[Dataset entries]
☆ ☆ ☆ ☆
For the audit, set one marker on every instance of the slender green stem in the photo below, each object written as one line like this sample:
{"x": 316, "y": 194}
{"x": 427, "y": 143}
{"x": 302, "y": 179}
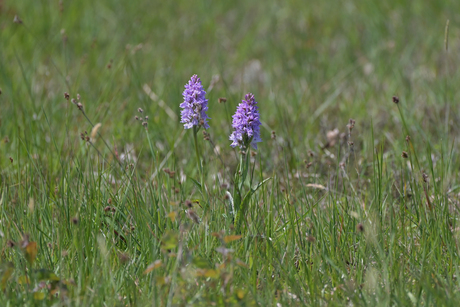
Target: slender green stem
{"x": 151, "y": 150}
{"x": 198, "y": 159}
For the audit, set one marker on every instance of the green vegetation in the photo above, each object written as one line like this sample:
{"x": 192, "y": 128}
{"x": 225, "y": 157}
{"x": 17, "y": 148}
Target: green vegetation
{"x": 358, "y": 216}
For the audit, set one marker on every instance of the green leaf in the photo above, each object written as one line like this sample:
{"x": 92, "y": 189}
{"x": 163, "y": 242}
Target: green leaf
{"x": 169, "y": 240}
{"x": 47, "y": 275}
{"x": 7, "y": 271}
{"x": 198, "y": 185}
{"x": 201, "y": 262}
{"x": 39, "y": 296}
{"x": 245, "y": 203}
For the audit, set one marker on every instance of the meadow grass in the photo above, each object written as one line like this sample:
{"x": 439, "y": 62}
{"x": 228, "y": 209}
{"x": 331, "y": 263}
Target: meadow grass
{"x": 120, "y": 215}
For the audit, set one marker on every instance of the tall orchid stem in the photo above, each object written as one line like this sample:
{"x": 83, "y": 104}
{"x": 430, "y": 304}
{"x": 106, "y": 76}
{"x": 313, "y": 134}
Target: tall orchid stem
{"x": 198, "y": 158}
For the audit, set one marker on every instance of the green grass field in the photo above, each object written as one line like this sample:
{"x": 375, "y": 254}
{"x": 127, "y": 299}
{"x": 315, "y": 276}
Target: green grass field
{"x": 348, "y": 217}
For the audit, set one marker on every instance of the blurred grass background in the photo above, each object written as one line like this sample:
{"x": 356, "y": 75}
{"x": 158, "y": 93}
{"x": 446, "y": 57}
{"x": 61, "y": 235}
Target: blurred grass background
{"x": 311, "y": 65}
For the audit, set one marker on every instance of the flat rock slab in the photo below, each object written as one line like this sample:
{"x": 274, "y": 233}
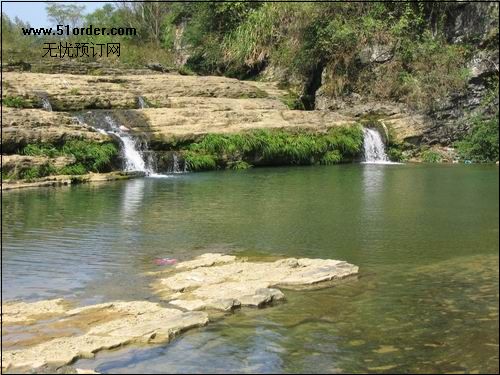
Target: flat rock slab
{"x": 222, "y": 282}
{"x": 49, "y": 333}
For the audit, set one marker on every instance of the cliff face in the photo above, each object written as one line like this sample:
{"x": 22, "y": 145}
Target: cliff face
{"x": 470, "y": 24}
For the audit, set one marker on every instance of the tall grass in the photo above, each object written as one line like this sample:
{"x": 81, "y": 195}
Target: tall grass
{"x": 268, "y": 147}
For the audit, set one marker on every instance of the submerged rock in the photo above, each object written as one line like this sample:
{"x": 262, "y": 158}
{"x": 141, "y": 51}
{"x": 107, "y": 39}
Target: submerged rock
{"x": 51, "y": 334}
{"x": 82, "y": 332}
{"x": 222, "y": 282}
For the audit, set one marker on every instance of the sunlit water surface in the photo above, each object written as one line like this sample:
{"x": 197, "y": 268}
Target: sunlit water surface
{"x": 425, "y": 239}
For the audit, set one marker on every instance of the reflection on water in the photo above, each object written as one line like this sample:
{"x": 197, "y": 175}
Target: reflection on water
{"x": 425, "y": 238}
{"x": 132, "y": 198}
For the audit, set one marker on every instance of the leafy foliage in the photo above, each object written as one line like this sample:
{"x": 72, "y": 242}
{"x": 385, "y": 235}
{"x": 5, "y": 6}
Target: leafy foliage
{"x": 429, "y": 156}
{"x": 15, "y": 101}
{"x": 481, "y": 144}
{"x": 240, "y": 151}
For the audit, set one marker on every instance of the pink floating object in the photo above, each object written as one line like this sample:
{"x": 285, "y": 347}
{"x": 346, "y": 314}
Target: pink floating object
{"x": 164, "y": 261}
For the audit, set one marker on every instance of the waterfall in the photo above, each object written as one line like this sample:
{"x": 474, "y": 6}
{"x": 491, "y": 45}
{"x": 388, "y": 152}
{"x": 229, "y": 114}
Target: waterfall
{"x": 134, "y": 150}
{"x": 133, "y": 158}
{"x": 374, "y": 147}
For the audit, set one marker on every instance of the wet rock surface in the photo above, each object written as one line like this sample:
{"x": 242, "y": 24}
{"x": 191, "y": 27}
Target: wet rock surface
{"x": 61, "y": 337}
{"x": 215, "y": 281}
{"x": 52, "y": 334}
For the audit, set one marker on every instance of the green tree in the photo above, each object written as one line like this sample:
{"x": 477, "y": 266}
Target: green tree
{"x": 65, "y": 14}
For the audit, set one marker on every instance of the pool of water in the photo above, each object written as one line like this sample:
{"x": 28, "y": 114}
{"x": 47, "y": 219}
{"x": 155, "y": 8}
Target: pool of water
{"x": 426, "y": 239}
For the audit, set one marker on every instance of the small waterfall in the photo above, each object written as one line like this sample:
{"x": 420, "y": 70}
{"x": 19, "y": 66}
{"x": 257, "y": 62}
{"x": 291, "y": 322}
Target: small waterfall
{"x": 374, "y": 147}
{"x": 136, "y": 155}
{"x": 133, "y": 158}
{"x": 45, "y": 101}
{"x": 142, "y": 103}
{"x": 175, "y": 167}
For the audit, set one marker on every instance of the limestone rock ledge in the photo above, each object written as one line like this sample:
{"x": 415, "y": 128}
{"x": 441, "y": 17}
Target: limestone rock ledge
{"x": 49, "y": 333}
{"x": 222, "y": 282}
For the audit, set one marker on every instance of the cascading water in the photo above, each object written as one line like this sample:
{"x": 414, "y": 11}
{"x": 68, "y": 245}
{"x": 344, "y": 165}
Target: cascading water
{"x": 45, "y": 102}
{"x": 133, "y": 158}
{"x": 374, "y": 147}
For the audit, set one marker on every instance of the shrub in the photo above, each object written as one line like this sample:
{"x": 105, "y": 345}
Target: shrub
{"x": 269, "y": 147}
{"x": 89, "y": 156}
{"x": 481, "y": 144}
{"x": 15, "y": 101}
{"x": 430, "y": 156}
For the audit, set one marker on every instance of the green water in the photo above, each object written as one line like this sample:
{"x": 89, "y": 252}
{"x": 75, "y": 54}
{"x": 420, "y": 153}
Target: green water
{"x": 425, "y": 238}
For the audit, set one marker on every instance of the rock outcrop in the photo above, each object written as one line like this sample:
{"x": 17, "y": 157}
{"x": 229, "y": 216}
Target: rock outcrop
{"x": 215, "y": 281}
{"x": 51, "y": 333}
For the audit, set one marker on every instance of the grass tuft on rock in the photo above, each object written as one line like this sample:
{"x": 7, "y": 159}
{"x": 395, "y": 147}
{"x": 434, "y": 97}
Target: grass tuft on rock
{"x": 274, "y": 147}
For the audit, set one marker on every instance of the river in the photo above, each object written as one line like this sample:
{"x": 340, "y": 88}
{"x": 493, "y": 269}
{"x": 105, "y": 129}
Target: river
{"x": 426, "y": 239}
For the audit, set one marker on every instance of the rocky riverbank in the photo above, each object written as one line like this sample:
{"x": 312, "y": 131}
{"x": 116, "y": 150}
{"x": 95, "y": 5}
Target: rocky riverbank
{"x": 55, "y": 124}
{"x": 55, "y": 333}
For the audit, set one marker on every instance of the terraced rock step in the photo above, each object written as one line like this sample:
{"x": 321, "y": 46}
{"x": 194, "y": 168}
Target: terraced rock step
{"x": 62, "y": 335}
{"x": 52, "y": 333}
{"x": 68, "y": 92}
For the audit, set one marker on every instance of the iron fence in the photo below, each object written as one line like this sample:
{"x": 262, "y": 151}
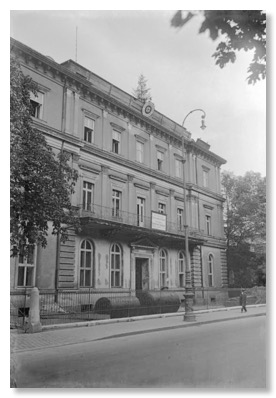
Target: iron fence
{"x": 91, "y": 304}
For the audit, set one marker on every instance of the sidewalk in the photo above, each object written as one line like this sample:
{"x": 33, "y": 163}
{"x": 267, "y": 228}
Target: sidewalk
{"x": 76, "y": 333}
☆ ☆ ☆ ☆
**What is needed**
Restate the data above word for word. Skip every picture.

**Task answer**
For the audit, set one marker on every instance of the slender green stem in the photo below, each object written as one line like this sample:
{"x": 316, "y": 194}
{"x": 427, "y": 143}
{"x": 302, "y": 179}
Target: slender green stem
{"x": 151, "y": 150}
{"x": 198, "y": 159}
For the audit, set one marker on every instance of the green vegetation in the photo above, each object written as one line like this sample:
{"x": 192, "y": 128}
{"x": 225, "y": 157}
{"x": 17, "y": 148}
Target: green vegetation
{"x": 358, "y": 216}
For the audit, set one marker on every instance of the green leaf in the photo above, each object written as one line like this sample:
{"x": 92, "y": 189}
{"x": 163, "y": 242}
Target: green leaf
{"x": 169, "y": 240}
{"x": 47, "y": 275}
{"x": 7, "y": 271}
{"x": 198, "y": 185}
{"x": 201, "y": 262}
{"x": 39, "y": 296}
{"x": 245, "y": 203}
For the audit, set one marker on every instance of the meadow grass in the photo above, each object written as one line like this sample:
{"x": 439, "y": 62}
{"x": 228, "y": 209}
{"x": 331, "y": 263}
Target: meadow grass
{"x": 120, "y": 215}
For the audit, set one marker on every instance of the tall orchid stem in the photo above, each object written as one line like this sample:
{"x": 83, "y": 104}
{"x": 430, "y": 304}
{"x": 106, "y": 76}
{"x": 313, "y": 134}
Target: tall orchid stem
{"x": 198, "y": 158}
For the audit, set one marker on every instance of the green grass field in the photo above, each object written as one line like this sample:
{"x": 375, "y": 254}
{"x": 127, "y": 299}
{"x": 315, "y": 276}
Target: green grass field
{"x": 348, "y": 217}
For the audit, set one marker on every instance of the blurred grass background in the photo above, each object written as one line like this sample:
{"x": 356, "y": 75}
{"x": 158, "y": 93}
{"x": 446, "y": 57}
{"x": 61, "y": 235}
Target: blurred grass background
{"x": 311, "y": 65}
For the audit, set one marker on every instance of the flat rock slab in the photo below, each object written as one line like this sample:
{"x": 274, "y": 233}
Target: flat rock slab
{"x": 222, "y": 282}
{"x": 49, "y": 333}
For the audit, set one marker on every instance of the cliff face in the photo above, each object written as one line like this sample:
{"x": 22, "y": 145}
Target: cliff face
{"x": 470, "y": 24}
For the audit, set one marker on every instance of the tall grass in the photo above, each object written as one line like this sample:
{"x": 81, "y": 195}
Target: tall grass
{"x": 268, "y": 147}
For the audit, set one marker on every instance of the submerged rock in the photo above, each object written as one line like this sample:
{"x": 262, "y": 158}
{"x": 141, "y": 51}
{"x": 107, "y": 39}
Target: submerged rock
{"x": 51, "y": 334}
{"x": 82, "y": 332}
{"x": 222, "y": 282}
For the audit, set one marker on every instance of the sunlit water surface in the photo above, each object written as one line like this sample:
{"x": 197, "y": 268}
Target: sunlit water surface
{"x": 425, "y": 239}
For the audit, set one marker on every instance of the reflection on water in the photo above, each object written as one line like this sample:
{"x": 197, "y": 175}
Target: reflection on water
{"x": 425, "y": 238}
{"x": 132, "y": 198}
For the audit, set one marker on every instance of the leafy foliage in the photo above, each object written as one line like this sample:
{"x": 72, "y": 242}
{"x": 385, "y": 235}
{"x": 5, "y": 6}
Target: leafy foliage
{"x": 429, "y": 156}
{"x": 15, "y": 101}
{"x": 481, "y": 144}
{"x": 240, "y": 151}
For the audit, set one marker on every instance of the pink floating object in the photo above, each object written as one line like this sample:
{"x": 285, "y": 347}
{"x": 346, "y": 314}
Target: pink floating object
{"x": 164, "y": 261}
For the audit, set one marker on every instance of the waterfall in the photo above, each object written as one line like this sample:
{"x": 474, "y": 6}
{"x": 491, "y": 45}
{"x": 388, "y": 152}
{"x": 229, "y": 114}
Target: waterfall
{"x": 134, "y": 150}
{"x": 133, "y": 158}
{"x": 374, "y": 147}
For the audit, set one marker on every instance of the wet rock surface in the photo above, each object written as one line like this sample:
{"x": 242, "y": 24}
{"x": 191, "y": 27}
Target: wet rock surface
{"x": 61, "y": 337}
{"x": 215, "y": 281}
{"x": 52, "y": 334}
For the audit, set one marker on every instance of the green tree in the photo above, each object written as one line like this sample:
{"x": 477, "y": 266}
Target: green tree
{"x": 65, "y": 14}
For the audit, set one marker on every instance of the pool of water in the photo above, each object written as one line like this sample:
{"x": 28, "y": 114}
{"x": 47, "y": 219}
{"x": 155, "y": 8}
Target: pool of water
{"x": 426, "y": 239}
For the audit, set one marker on every instance of the small waterfall in the photo above, each object written as one line like this sample:
{"x": 420, "y": 70}
{"x": 19, "y": 66}
{"x": 257, "y": 62}
{"x": 291, "y": 322}
Target: small waterfall
{"x": 374, "y": 147}
{"x": 136, "y": 155}
{"x": 133, "y": 158}
{"x": 45, "y": 101}
{"x": 142, "y": 103}
{"x": 175, "y": 167}
For the audit, set one marker on every instance of the limestone rock ledge in the photo above, each object written as one line like this sample:
{"x": 415, "y": 128}
{"x": 441, "y": 17}
Target: limestone rock ledge
{"x": 49, "y": 333}
{"x": 222, "y": 282}
For the audit, set one marker on every instance of the cascading water in the photo above, each object written as one line like this sample:
{"x": 414, "y": 11}
{"x": 68, "y": 245}
{"x": 344, "y": 165}
Target: cascading water
{"x": 45, "y": 102}
{"x": 133, "y": 158}
{"x": 374, "y": 147}
For the audit, set one marker on every instance of the shrub in the photo above, each object written as one line like this sample:
{"x": 105, "y": 345}
Target: shrub
{"x": 269, "y": 147}
{"x": 89, "y": 156}
{"x": 481, "y": 144}
{"x": 15, "y": 101}
{"x": 430, "y": 156}
For the audit, set one marker on every instance of the green water in the photo above, each object written as one line like this sample:
{"x": 89, "y": 252}
{"x": 75, "y": 54}
{"x": 420, "y": 153}
Target: green water
{"x": 425, "y": 238}
For the audit, set one marker on every instance of the rock outcrop in the photo above, each object written as one line like this sample:
{"x": 17, "y": 157}
{"x": 229, "y": 216}
Target: rock outcrop
{"x": 215, "y": 281}
{"x": 51, "y": 333}
For the audit, set one marker on every instance of the grass tuft on rock in the photo above, each object written as one line like this sample:
{"x": 7, "y": 159}
{"x": 395, "y": 147}
{"x": 434, "y": 97}
Target: grass tuft on rock
{"x": 274, "y": 147}
For the audit, set one marker on every instance of the river in the photo above, each object written as one line like this sample:
{"x": 340, "y": 88}
{"x": 493, "y": 269}
{"x": 105, "y": 129}
Target: river
{"x": 426, "y": 239}
For the audit, set one marker on every instance of the rocky riverbank in the photo above, each object written as one line like this sample:
{"x": 312, "y": 131}
{"x": 116, "y": 150}
{"x": 95, "y": 5}
Target: rocky riverbank
{"x": 55, "y": 124}
{"x": 55, "y": 333}
For the audit, set one marker on every instance of the terraced rock step in the photo above, each object written as one line like this sample:
{"x": 321, "y": 46}
{"x": 194, "y": 168}
Target: terraced rock step
{"x": 62, "y": 335}
{"x": 52, "y": 333}
{"x": 68, "y": 92}
For the audit, set one marker on every instance of the iron fence in the photo below, each object written as one line like this sample:
{"x": 262, "y": 151}
Target: iron fence
{"x": 91, "y": 304}
For the audit, set one marker on every instance of the sidewalk in the photo above, each object written as one line like this sample:
{"x": 33, "y": 163}
{"x": 267, "y": 228}
Target: sidewalk
{"x": 76, "y": 333}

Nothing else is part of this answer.